Text —

▽

Ok, Keith quotes Nietzsche, and McGough quotes lyrics from Canada’s most successful progressive rock trio.  Poke fun if you’d like, but no one can ever claim that we at Research Edge are not open to inspiration from all angles!

But this quote hit home with me yesterday as I drove down I-95 from Boston to Connecticut. I had the pleasure earlier in the day of having lunch with one of the future leaders of Wall Street.  Half of our conversation revolved around the obscenity surrounding how so many people are trying to time little ripples of info related to 3Q and 4Q EPS instead of focusing on 30-foot waves forming on the horizon. Ever sit on a surfboard and get caught up watching the beach instead of the horizon? I don’t suggest you try. It hurts…

But that is what we’re seeing now on the Street. There’s no shortage of stats that should make us step back and question where the long term opportunity really is. Consider the following…

US retail sales growth came in at -8.99% last month, and the ‘chatter’ was all about how this was a positive development because it was better than expectations. But what about the 15% growth number we saw in China?

△

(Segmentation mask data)
▽

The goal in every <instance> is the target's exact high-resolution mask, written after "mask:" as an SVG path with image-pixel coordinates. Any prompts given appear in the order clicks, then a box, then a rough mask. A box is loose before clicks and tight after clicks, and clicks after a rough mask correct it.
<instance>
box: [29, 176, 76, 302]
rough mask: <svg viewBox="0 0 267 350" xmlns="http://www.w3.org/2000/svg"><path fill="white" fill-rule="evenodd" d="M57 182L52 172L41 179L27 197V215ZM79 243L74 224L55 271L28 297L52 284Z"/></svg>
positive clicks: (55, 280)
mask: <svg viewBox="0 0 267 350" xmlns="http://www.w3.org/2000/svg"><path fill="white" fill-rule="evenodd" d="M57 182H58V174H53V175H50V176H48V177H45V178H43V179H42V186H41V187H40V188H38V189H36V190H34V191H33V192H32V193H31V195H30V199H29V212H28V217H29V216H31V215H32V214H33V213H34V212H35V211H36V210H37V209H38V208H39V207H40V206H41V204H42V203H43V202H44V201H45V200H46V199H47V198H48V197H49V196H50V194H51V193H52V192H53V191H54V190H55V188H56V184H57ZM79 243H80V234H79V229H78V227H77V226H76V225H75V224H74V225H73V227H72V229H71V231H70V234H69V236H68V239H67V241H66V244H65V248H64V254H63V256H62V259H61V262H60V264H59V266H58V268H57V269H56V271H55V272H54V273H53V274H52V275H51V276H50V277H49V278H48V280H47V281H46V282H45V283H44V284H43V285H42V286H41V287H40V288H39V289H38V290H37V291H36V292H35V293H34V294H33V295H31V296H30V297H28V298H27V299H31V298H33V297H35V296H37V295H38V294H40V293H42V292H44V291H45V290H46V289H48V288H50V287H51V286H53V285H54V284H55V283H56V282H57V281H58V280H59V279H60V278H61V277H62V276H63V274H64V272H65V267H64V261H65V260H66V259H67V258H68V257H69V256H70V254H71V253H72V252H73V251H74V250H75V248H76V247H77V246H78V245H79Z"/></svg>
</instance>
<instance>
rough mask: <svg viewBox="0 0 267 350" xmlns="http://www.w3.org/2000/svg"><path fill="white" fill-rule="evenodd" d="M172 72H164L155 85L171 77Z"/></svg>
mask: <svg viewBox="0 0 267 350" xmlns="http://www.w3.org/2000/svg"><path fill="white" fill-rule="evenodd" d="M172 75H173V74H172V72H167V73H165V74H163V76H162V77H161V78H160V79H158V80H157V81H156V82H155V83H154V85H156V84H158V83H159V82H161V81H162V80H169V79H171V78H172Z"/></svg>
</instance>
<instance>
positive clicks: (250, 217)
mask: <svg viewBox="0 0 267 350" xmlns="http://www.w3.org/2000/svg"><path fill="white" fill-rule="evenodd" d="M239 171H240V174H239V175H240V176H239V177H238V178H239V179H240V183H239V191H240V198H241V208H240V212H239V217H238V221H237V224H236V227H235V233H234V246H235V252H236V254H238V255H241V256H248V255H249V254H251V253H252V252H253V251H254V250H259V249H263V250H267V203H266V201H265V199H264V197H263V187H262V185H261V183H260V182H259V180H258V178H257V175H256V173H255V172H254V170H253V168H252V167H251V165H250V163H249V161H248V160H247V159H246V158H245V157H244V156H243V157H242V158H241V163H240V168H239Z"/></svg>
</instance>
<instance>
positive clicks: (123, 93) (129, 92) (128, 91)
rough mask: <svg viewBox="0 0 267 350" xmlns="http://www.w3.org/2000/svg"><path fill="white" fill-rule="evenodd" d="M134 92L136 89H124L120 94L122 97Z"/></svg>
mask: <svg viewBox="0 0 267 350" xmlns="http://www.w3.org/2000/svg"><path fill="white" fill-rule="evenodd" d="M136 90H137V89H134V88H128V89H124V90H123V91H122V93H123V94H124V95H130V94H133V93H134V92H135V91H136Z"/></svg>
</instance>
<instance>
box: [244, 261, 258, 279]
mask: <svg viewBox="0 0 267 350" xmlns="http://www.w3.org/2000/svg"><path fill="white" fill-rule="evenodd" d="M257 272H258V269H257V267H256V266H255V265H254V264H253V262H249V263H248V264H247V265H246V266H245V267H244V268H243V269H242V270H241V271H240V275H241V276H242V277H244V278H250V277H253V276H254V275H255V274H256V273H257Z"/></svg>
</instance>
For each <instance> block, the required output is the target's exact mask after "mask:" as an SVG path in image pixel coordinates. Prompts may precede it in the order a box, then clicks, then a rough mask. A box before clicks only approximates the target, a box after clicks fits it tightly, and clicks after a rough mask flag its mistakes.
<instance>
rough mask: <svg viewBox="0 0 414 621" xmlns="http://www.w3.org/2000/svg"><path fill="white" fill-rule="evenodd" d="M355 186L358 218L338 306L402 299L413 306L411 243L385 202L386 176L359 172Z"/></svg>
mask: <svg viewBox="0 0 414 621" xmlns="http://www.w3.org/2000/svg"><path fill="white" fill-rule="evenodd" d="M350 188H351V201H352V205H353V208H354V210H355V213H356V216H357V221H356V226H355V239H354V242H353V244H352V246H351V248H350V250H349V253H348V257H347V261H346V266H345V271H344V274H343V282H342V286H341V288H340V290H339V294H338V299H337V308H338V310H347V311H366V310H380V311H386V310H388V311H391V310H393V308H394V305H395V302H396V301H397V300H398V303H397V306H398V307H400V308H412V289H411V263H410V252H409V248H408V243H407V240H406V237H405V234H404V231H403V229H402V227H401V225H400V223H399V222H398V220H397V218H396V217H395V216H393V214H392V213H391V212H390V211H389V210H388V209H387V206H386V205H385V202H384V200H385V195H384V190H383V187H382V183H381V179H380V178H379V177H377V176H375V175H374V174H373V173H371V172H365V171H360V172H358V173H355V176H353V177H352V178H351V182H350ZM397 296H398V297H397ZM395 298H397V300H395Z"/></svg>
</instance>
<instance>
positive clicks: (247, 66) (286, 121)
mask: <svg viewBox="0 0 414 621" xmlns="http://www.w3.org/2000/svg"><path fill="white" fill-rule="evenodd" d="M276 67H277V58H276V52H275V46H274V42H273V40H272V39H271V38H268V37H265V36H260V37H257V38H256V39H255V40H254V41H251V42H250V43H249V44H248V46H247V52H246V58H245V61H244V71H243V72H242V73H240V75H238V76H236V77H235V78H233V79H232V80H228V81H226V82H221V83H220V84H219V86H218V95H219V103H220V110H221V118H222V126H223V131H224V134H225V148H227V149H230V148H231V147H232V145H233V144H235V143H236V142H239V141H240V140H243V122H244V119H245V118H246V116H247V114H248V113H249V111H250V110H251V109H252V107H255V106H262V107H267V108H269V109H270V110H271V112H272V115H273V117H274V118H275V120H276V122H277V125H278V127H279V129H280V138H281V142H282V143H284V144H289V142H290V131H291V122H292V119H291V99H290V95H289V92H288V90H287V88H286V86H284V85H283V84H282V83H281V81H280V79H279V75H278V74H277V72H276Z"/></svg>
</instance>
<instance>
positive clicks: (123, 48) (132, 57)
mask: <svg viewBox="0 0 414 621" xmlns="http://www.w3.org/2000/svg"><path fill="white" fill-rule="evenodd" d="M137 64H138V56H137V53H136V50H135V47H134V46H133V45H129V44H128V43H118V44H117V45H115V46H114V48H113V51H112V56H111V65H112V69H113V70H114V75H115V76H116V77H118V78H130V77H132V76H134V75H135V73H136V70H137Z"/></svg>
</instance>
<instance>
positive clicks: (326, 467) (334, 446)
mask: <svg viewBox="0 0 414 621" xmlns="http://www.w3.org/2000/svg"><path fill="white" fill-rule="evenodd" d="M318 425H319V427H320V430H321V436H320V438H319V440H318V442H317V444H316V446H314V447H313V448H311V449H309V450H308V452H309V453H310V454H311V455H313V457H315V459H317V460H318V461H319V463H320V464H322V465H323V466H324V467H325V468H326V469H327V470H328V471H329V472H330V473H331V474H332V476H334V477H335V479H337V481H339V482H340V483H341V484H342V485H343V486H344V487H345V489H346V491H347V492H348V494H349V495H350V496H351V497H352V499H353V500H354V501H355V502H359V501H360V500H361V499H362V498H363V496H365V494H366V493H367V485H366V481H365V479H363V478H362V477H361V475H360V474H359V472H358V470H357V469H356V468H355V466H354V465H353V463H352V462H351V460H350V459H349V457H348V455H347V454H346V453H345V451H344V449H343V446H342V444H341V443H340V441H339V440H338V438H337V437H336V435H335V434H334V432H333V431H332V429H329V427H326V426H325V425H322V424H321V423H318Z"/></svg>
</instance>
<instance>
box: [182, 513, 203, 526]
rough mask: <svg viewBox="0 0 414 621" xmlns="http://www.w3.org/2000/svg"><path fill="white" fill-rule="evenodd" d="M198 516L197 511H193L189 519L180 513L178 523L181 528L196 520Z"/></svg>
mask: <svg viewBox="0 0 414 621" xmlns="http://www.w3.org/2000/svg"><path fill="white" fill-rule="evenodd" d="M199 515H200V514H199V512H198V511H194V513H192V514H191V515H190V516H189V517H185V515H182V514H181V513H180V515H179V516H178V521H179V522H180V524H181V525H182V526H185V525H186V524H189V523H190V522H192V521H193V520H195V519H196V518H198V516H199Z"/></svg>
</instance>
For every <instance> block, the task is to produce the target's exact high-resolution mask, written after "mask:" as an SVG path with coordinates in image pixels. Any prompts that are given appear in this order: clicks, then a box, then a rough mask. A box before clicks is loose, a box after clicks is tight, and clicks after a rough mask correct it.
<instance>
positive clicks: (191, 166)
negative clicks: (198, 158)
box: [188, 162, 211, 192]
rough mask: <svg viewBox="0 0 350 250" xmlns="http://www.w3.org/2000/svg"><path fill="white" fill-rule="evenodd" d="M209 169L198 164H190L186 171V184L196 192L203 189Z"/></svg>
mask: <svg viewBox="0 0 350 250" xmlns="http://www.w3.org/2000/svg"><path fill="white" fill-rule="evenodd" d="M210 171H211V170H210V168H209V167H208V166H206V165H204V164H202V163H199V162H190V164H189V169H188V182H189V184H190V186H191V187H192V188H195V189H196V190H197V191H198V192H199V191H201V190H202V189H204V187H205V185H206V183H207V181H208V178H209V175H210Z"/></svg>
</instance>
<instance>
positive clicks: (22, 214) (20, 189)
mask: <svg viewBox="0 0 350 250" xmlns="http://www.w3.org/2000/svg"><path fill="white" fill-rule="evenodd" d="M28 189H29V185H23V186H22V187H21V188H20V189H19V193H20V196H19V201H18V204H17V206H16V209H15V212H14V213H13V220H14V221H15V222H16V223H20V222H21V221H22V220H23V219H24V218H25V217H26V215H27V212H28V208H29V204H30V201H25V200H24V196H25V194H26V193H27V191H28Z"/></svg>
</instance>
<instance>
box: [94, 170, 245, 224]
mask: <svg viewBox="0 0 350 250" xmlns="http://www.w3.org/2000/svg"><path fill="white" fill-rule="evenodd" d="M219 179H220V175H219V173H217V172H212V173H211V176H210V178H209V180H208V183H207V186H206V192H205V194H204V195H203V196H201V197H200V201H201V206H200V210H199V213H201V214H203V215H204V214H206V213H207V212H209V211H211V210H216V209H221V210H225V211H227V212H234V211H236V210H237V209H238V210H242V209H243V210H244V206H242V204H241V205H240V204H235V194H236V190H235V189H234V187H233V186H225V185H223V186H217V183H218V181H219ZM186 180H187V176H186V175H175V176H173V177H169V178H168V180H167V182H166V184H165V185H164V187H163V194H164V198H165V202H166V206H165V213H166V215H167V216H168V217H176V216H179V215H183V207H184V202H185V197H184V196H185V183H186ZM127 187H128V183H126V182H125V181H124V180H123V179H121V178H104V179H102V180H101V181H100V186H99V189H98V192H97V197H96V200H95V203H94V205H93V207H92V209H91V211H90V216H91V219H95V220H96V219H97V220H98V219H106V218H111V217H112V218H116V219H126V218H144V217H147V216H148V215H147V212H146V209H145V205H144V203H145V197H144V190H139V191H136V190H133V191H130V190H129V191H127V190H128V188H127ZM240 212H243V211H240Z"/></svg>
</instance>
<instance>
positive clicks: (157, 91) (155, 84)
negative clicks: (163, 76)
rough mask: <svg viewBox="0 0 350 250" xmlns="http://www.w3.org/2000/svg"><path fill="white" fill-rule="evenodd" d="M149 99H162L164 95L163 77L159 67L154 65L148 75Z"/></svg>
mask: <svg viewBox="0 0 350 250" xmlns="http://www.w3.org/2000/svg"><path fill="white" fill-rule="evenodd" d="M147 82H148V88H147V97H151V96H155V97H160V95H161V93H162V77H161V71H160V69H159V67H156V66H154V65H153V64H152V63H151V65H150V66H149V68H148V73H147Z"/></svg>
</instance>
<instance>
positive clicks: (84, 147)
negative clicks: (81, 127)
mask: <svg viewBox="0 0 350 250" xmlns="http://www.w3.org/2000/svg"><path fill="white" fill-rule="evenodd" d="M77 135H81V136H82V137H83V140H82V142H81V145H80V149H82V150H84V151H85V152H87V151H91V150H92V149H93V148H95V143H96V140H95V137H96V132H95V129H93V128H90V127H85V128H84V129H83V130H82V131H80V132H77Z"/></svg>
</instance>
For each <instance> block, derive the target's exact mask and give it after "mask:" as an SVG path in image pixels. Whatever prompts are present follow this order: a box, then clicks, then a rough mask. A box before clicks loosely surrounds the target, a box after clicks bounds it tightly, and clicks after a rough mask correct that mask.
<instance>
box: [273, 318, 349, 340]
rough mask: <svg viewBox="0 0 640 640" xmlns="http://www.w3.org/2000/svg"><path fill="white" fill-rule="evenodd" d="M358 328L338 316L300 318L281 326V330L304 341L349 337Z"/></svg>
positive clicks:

△

What to work on —
a) Answer these questions using the market commentary:
(i) Which highway did the writer drive down, and from where to where?
(ii) What figure did US retail sales growth come in at last month?
(iii) What growth number does the writer say was seen in China?
b) Write the next few sentences of the market commentary, continuing on from its final question.

Expected outputs —
a)
(i) I-95, from Boston to Connecticut.
(ii) -8.99%.
(iii) 15%.

b)
  1. 860k autos were sold in the US in June per Motor Intelligence. But that compares to 1,142k in China in the same period.
  2. 510,563 total new accounts opened throughout the second quarter at Etrade, TD Ameritrade and Charles Schwab combined. Yes, that’s a big number. But what about the 484,799 new individual equity accounts opened in China LAST WEEK?

I won’t beat this China horse any more. Our Macro team just published a China Black Book that more than covers everything any investor needs to know on the topic. (If you’d like a copy, feel free to email .)

But what about investors that are staying closer to home (either by choice or by mandate)? Even within the US, I feel like people are hyper focused on the tidal pools. The best example is CIT.

I can’t even count the number of calls I got last week on this whole CIT situation. “Hey McGough… what name can I play on this theme?”  The answer? No one. To try and pick one company that will get hurt is a useless exercise. Spending effort on that is completely missing the potentially HUGE call, which is picking the second and third derivative of this situation. This all boils down to private equity as a three-legged bar stool. What do I mean?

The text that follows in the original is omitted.